### Excerpt
To make it easier AutoYaST now automatically reorders the modules according to their dependencies and even registers the dependent modules which are missing in the profile. Obviously that works well only if the missing module does not require a registration key.

mksusecd and linuxrc Supporting the New Media Layout

Starting with SLE15 the installation media have a slightly different layout. In short: the content file that was holding information about the product and a list of checksums is gone and has been replaced by .treeinfo and CHECKSUMS. Also, the package repository is now a repomd repository.

Also, SLE15 has been split into several so-called modules. The installation medium itself contains only a minimal set of packages. You have to register during the installation process to access other modules or use a separate medium containing them.

To save you from carrying several USB sticks around, mksusecd lets you build your own customized installation medium.

### What you are asked to do
Copy out the whole passage about AutoYaST module ordering and the SLE15 installation media layout, word for word.

### Available data
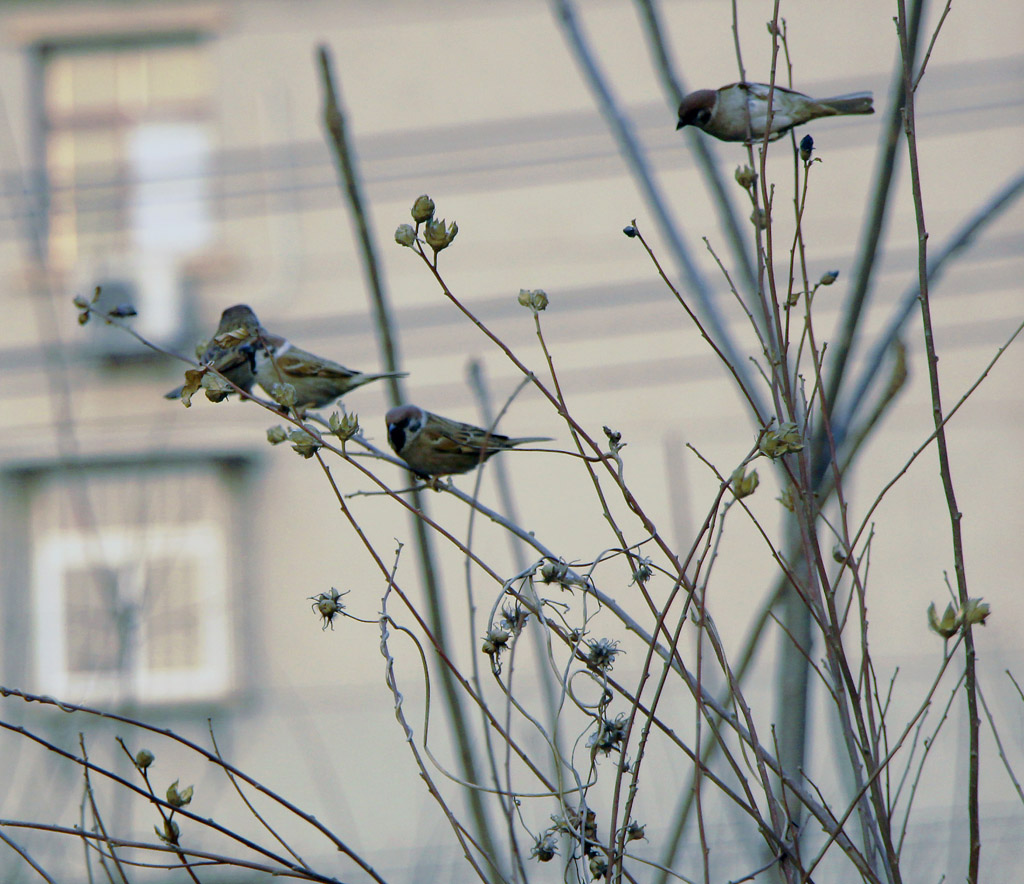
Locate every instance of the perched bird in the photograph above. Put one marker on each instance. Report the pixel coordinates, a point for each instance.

### Reply to the exercise
To make it easier AutoYaST now automatically reorders the modules according to their dependencies and even registers the dependent modules which are missing in the profile. Obviously that works well only if the missing module does not require a registration key.

mksusecd and linuxrc Supporting the New Media Layout

Starting with SLE15 the installation media have a slightly different layout. In short: the content file that was holding information about the product and a list of checksums is gone and has been replaced by .treeinfo and CHECKSUMS. Also, the package repository is now a repomd repository.

Also, SLE15 has been split into several so-called modules. The installation medium itself contains only a minimal set of packages. You have to register during the installation process to access other modules or use a separate medium containing them.

To save you from carrying several USB sticks around, mksusecd lets you build your own customized installation medium.